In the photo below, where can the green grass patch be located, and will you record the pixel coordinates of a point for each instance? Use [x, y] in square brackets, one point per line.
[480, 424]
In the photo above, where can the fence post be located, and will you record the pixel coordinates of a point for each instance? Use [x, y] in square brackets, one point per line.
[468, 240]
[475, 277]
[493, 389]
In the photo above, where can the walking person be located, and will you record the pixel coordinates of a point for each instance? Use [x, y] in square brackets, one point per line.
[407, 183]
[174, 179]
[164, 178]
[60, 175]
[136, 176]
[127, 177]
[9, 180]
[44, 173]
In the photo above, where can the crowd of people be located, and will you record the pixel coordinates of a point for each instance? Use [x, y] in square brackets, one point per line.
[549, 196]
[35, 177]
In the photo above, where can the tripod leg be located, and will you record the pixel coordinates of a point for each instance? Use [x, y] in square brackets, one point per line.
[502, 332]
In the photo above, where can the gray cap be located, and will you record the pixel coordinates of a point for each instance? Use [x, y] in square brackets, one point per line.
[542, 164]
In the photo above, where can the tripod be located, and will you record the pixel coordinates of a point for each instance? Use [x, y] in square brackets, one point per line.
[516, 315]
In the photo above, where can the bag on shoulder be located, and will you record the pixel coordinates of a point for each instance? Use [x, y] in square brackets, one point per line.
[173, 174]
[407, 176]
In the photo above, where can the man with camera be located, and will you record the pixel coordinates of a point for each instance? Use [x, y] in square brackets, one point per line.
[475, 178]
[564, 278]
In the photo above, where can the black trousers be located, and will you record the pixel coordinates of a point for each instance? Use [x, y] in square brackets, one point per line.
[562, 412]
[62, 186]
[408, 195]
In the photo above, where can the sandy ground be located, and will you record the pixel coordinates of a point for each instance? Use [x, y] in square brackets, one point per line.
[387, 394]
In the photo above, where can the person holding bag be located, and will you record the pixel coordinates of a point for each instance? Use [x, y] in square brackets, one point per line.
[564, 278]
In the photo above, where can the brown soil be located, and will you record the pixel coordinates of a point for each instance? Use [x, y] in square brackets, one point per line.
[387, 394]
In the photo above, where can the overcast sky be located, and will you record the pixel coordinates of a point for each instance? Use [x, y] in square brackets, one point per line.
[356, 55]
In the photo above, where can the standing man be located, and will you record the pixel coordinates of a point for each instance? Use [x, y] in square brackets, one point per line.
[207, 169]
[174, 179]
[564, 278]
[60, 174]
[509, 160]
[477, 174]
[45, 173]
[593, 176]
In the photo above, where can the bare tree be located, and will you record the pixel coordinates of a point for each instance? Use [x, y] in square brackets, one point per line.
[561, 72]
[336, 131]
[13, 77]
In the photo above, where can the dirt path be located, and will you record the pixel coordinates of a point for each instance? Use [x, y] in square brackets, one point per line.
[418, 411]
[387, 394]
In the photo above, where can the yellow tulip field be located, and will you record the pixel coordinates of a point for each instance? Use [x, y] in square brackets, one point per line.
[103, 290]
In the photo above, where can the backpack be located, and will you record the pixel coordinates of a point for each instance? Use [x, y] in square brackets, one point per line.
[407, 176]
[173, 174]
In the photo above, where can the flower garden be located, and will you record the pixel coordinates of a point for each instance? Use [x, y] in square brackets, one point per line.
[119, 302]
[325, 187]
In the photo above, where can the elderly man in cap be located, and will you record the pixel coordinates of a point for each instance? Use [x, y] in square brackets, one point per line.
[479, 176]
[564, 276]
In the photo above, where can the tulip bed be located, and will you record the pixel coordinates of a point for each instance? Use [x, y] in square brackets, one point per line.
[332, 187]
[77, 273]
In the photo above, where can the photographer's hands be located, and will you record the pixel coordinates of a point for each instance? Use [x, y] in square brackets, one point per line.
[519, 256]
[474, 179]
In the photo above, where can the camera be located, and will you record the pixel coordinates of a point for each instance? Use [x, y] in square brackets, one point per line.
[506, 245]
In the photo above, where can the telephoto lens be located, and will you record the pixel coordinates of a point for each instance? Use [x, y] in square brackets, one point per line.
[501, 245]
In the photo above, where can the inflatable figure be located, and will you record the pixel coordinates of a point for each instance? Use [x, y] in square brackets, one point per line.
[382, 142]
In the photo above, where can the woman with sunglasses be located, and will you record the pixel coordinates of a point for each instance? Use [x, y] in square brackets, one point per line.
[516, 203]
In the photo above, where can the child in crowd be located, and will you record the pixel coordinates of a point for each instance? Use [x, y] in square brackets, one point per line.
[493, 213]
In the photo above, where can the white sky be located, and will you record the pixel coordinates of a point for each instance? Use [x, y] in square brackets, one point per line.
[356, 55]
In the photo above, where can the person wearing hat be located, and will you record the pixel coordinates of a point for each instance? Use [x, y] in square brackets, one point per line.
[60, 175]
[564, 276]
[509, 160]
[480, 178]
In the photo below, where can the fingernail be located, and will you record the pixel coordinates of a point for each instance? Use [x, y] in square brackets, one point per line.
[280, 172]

---------------

Direction:
Write out only the final block of lines, starting at the line with "In the photo above, where can the inflatable" and running to the end of the material.

Solution to the problem:
In the photo above, where can the inflatable figure be located, and will you record the pixel coordinates of a point for each instance? Use [x, y] in square brackets, one point per line.
[382, 142]
In the photo above, where can the woman with sunglasses be located, and will you record the pixel coordinates of a point for each instance? Use [x, y] in square brackets, one point per line.
[516, 203]
In the photo above, where can the child in crowd be located, and will you record the pixel coordinates of a point for each instance? Use [x, y] in square brackets, one point per line.
[493, 213]
In the photo above, where can the white sky be located, and will you record the pixel coordinates of a point for each instance? Use [x, y] in square brackets, one point per line.
[356, 55]
In the photo above, where can the person wearing hat be located, and will you record the pixel coordinates of a point for each instance? Use [x, y] in square brackets, one point per line.
[60, 175]
[564, 276]
[509, 160]
[480, 178]
In the photo below, where can the fingernail be located, and will you record the pixel coordinates of a point for each instance? Use [x, y] in square brackets, one point per line.
[280, 172]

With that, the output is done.